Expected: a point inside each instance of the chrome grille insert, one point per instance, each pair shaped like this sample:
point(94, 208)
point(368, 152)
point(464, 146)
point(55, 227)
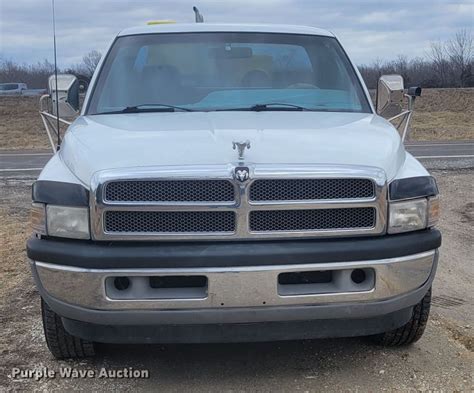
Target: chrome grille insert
point(312, 220)
point(199, 202)
point(311, 189)
point(169, 191)
point(169, 222)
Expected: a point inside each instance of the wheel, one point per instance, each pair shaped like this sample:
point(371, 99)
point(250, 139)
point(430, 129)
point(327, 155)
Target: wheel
point(61, 344)
point(412, 331)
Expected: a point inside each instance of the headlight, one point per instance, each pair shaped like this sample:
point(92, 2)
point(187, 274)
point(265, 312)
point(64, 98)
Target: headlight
point(413, 215)
point(407, 216)
point(65, 221)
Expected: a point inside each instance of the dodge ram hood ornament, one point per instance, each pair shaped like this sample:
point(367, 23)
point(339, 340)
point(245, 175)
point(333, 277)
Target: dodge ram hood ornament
point(241, 146)
point(242, 173)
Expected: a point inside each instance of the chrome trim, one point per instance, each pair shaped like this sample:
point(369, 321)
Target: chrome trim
point(253, 286)
point(242, 205)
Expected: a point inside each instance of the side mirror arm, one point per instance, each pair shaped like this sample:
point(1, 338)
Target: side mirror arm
point(406, 116)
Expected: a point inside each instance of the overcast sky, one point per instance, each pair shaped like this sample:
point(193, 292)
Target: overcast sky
point(369, 29)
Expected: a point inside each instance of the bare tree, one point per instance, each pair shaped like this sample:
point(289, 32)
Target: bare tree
point(90, 61)
point(439, 57)
point(460, 51)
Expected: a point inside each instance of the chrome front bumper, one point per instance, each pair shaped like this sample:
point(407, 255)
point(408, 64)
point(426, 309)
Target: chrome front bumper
point(236, 287)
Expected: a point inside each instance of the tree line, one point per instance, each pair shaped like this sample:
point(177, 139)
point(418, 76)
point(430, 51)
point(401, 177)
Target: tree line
point(447, 63)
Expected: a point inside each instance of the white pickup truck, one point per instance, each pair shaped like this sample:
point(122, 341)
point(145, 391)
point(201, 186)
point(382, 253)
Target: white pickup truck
point(228, 183)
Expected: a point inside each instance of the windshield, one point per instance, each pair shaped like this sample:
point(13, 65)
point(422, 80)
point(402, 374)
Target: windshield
point(227, 71)
point(8, 86)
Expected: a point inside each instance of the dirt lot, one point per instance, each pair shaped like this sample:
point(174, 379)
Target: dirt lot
point(442, 360)
point(441, 114)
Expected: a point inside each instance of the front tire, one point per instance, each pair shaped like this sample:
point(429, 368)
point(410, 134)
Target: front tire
point(60, 343)
point(412, 331)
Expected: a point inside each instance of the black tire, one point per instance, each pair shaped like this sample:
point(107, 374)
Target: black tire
point(61, 344)
point(412, 331)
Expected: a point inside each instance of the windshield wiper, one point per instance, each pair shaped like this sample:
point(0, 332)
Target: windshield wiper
point(271, 106)
point(148, 108)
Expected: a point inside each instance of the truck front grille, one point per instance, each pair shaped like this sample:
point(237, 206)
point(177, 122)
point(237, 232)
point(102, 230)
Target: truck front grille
point(312, 220)
point(169, 222)
point(170, 191)
point(310, 189)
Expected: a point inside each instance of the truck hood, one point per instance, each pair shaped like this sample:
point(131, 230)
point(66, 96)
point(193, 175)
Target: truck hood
point(99, 142)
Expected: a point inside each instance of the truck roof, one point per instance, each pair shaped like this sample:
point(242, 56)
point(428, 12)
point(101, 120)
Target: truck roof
point(209, 27)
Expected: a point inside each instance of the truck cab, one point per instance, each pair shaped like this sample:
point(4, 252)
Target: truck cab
point(227, 183)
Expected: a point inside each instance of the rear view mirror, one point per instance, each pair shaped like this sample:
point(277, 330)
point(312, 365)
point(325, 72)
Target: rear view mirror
point(68, 95)
point(390, 95)
point(229, 52)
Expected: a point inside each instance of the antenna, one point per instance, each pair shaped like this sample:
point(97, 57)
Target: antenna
point(198, 16)
point(56, 77)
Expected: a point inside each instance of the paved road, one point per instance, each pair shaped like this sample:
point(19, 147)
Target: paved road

════════════════

Instructions for the task – Rewrite the entries starting at the line that contains "Expected: a point inside each instance of the bare" and ending at the line that contains "point(236, 287)", shifting every coordinate in the answer points up by 126 and leaving the requests and their sample points unchanged.

Reply –
Expected: a point inside each instance of the bare tree, one point per instance, each pair shaped like this sample:
point(289, 32)
Target: bare tree
point(216, 187)
point(565, 183)
point(586, 177)
Expected: a point inside each instance of the chrome front bumper, one point per instance, each pair shaped like this sample:
point(407, 255)
point(408, 64)
point(426, 309)
Target: chrome front bumper
point(362, 413)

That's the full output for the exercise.